ESTRATTO DEL DOCUMENTO:
Ti sembra di stare in famiglia nel suo bar, arredato da un bancone grande angolare
e solido, nessuna pretesa di essere "alla moda" ma estremamente funzionale. Bè, quelle scale mettono un po' d'ansia eh... imbranata come sono, ogni discesa è una scommessa.
Però il tavolino all'angolo è una piacevole certezza. Strategica. Da lì vedo il retro del bancone e attraverso la grande vetrata osservo il mondo che passa o parcheggia.
E, tempo a disposizione permettendo, prendo spunto da qualche notizia di giornale per scambiare quattro chiacchiere.
Qualche volta è pure capitato che Marco mi vedesse andare via con un sorriso amaro e un saluto strozzato.
Lui, discreto, non ha mai chiesto nulla.
E quest'anno Marco andrà in pensione.

CONSEGNA A:
Riscrivi i record dall'inizio fino alla riga che contiene "(1072, 217)", estremi compresi, riportando anche le richieste. In queste righe moltiplica per 0,35 ogni coordinata delle risposte, senza toccare i numeri delle richieste né quelli dei modelli di formato, e arrotonda all'intero, con le metà per eccesso.

DATI IN INGRESSO:
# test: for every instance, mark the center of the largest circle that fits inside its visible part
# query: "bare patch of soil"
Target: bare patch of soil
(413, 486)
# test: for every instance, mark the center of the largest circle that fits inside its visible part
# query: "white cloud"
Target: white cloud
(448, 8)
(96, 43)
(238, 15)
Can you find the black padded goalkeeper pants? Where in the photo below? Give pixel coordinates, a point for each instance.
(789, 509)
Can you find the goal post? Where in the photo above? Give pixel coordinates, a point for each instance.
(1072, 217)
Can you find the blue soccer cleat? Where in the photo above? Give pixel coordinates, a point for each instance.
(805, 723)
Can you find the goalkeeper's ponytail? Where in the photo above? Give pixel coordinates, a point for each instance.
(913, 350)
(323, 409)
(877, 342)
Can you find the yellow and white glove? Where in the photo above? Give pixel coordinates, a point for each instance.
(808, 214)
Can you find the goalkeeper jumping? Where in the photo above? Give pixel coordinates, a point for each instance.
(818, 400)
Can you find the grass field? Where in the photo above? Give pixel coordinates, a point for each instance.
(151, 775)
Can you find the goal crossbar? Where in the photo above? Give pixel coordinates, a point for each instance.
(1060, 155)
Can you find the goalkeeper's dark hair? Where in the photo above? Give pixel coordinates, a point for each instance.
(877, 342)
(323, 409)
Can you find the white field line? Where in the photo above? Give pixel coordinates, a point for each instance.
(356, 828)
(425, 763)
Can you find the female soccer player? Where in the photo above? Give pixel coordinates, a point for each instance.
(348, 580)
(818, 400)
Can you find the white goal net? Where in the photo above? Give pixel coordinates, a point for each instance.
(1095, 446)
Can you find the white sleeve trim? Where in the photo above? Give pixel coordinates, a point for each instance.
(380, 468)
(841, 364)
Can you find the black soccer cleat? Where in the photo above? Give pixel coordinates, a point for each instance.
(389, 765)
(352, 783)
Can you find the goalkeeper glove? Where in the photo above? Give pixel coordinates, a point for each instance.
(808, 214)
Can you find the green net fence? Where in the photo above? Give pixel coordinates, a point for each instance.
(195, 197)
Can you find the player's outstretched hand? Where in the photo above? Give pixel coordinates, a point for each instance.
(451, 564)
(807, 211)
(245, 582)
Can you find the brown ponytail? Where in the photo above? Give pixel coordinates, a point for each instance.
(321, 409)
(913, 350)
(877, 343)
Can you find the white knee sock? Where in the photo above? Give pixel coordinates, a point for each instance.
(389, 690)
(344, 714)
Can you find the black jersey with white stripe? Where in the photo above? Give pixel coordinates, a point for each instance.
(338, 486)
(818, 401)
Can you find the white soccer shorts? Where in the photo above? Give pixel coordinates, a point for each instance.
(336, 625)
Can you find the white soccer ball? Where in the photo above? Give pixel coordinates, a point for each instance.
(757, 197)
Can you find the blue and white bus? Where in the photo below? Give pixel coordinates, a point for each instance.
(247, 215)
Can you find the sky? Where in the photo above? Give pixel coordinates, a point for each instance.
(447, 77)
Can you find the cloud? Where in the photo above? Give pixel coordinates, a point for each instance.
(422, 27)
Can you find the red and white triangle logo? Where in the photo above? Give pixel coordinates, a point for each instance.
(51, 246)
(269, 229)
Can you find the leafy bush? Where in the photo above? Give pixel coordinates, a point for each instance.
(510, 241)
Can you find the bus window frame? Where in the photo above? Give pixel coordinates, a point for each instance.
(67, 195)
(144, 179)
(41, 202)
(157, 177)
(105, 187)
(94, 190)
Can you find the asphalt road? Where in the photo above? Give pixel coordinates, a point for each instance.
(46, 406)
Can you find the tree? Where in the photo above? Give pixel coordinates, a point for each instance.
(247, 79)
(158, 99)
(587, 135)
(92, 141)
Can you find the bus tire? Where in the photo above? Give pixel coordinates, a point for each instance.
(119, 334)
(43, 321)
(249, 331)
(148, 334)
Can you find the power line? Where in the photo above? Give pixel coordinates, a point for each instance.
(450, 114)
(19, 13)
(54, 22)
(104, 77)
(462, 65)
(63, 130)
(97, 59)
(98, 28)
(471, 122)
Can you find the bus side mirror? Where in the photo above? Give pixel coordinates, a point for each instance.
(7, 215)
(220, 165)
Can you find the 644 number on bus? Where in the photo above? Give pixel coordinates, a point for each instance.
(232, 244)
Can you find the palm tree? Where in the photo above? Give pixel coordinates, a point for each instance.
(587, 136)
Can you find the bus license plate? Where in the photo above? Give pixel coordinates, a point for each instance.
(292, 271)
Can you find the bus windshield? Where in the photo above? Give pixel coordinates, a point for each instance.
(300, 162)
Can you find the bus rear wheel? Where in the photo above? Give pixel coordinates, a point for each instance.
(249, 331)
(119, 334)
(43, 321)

CONSEGNA B:
Rispondi a queste domande sul brano dedicato al bar.
(i) Da che cosa è arredato il bar?
(ii) Che cosa si vede dal tavolino all'angolo?
(iii) Che cosa farà Marco quest'anno?

RISULTATO A:
# test: for every instance, mark the center of the largest circle that fits inside its visible part
# query: "bare patch of soil"
Target: bare patch of soil
(145, 170)
# test: for every instance, mark the center of the largest circle that fits inside its visible part
# query: "white cloud"
Target: white cloud
(157, 3)
(34, 15)
(83, 5)
Can you find the black padded goalkeeper pants? Where in the photo below? Give pixel coordinates, a point for each instance.
(276, 178)
Can you find the goal post? Where in the photo above? Give pixel coordinates, a point for each instance.
(375, 76)

RISULTATO B:
(i) Il bar è arredato da un bancone grande, angolare e solido.
(ii) Dal tavolino all'angolo si vede il retro del bancone e, attraverso la grande vetrata, il mondo che passa o parcheggia.
(iii) Quest'anno Marco andrà in pensione.